Page extract.
• • • • • • •
On Apr 29, 3:32 pm, "kwikius"
I used to agree but someone some time ago "politely suggested"
using a formal parser rather than writing parsers by hand and
now I am completely converted. Parser generators will verify
the grammar that is presented to them and point out
ambiguities that a hand written parser would never spot. (I
have written various parsers by hand ) and are easier for
others to understand
I think it depends a lot on the grammar. I regularly use flex
for smaller things. In general, if the grammar isn't too
complex, a parser generator may be simpler (and if you define a
grammar yourself, you should definitely strive to make it not
too complex). In practice, however, most real programming
languages have very complex grammars (C++ is probably one of the
worst), and hand written parsers can usually give better error
messages, handle error recovery more gracefully, and it's also
easier to "cheat" a bit when necessary to make things work. (I
suspect, for example, that most C++ compilers use some sort of
backtracking in cases where it isn't clear from the initial
sequence whether you're dealing with a declaration or an
expression.)
As for "easier for others to understand", it obviously depends
on which "others". I've been hassled for using flex because
some of the "others" aren't familiar with the tool, and don't
feel at home with anything more complex than recursive descent.
Also Bjarne Stroustrup himself says that C++ grammar is
"absurd". See:
page 38 column 2, half way down, para starting "However ,
tools and environments..
Yes. C++ is one of the most difficult languages to parse.
I'm sure no expert on regular expressions, but AFAIK you cant
abstract a part of a regular expression into a production (e.g
"integer" in my above example ), so you end up with a long
difficult to read and verify expression ( which is hard work).
If you could have productions... I think you'd have a parser
grammar. But as I say I am no expert and I'm sure someone will
correct me if I'm wrong about that.
• • • • • • •
Records from a collection:
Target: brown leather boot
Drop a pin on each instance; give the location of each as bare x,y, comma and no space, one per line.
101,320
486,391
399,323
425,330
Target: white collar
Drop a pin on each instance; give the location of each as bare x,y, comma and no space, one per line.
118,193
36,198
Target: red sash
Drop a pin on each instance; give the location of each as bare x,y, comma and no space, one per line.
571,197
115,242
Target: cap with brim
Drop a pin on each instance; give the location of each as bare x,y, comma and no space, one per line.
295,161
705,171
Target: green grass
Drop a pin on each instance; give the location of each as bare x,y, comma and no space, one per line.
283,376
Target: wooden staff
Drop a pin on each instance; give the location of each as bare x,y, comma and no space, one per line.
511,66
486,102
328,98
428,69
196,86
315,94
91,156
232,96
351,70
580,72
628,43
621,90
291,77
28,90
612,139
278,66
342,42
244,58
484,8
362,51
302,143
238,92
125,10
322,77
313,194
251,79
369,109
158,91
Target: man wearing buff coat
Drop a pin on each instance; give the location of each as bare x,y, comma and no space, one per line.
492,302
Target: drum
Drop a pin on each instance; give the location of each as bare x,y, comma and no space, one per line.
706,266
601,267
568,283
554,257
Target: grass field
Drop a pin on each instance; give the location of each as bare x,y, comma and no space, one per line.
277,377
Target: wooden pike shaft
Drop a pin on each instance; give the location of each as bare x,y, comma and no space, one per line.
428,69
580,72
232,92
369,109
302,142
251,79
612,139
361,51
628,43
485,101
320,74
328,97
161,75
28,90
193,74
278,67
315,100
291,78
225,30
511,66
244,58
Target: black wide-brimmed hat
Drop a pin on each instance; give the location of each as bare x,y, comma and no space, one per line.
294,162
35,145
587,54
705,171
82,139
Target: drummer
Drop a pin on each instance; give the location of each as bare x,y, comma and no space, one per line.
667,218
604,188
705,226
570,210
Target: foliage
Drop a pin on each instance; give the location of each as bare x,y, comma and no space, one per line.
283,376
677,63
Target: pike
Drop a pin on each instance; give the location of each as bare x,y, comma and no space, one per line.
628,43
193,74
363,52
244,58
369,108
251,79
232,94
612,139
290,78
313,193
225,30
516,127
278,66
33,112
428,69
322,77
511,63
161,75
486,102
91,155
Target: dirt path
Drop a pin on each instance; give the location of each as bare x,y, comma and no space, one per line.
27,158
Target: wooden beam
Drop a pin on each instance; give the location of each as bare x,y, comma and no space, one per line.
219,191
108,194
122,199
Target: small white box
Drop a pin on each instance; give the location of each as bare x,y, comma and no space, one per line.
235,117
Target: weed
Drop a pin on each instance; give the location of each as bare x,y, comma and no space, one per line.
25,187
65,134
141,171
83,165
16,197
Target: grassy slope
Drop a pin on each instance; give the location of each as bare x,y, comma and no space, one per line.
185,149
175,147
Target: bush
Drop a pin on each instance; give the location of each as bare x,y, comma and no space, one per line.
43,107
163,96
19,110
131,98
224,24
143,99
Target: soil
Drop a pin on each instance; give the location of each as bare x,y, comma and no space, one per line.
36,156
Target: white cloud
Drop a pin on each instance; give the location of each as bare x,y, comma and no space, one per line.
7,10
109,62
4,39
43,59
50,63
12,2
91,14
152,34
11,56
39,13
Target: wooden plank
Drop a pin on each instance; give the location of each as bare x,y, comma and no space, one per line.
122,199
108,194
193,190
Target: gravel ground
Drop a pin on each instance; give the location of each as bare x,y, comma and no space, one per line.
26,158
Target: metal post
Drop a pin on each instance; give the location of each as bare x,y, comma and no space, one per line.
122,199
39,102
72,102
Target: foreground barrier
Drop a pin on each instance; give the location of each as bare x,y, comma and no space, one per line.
• • • • • • •
What is being asked. Resume the forum thread about hand-written parsers and parser generators, picking up right after its final sentence.

The output.
The grammar that he's parsing is regular, so you don't need
anything more complicated than a regular expression. And the
regular expression matchers I know (e.g. my own or Boost) all
start with a string. So you would start with something like:
std::string const integer( "\\d+" ) ;
and build up the final expression as a string. For the original
problem, you might end up with something like:
std::string const integer( "\\d+" ) ;
std::string const spaces( "\\s+" ) ;
std::string const time(
integer + ":" integer + ":" + integer + "\\." +
integer ) ;
std::string const ipAddress(
integer + "\\." + integer
+ "\\." + integer
+ "\\." + integer ) ;
std::string const fullAddress(
ipAddress + "\\." + integer ) ;
// Or should this use a "/" as a
// separator?
std::string const protocol( "\l+" ) ;
// or "\S+" ?
std::string const line( time
+ spaces + fullAddress
+ spaces + fullAddress
+ spaces + protocol
+ spaces + integer ) ;
boost::regex pattern( line ) ;
As usual: divide and conquer. (Note that if you're not afraid
of a few local macros, the fact that C++ concatenates adjacent
string literals means that you can actually do all of this at
compile time, replacing the std::string const with #define, and
dropping the +'s.)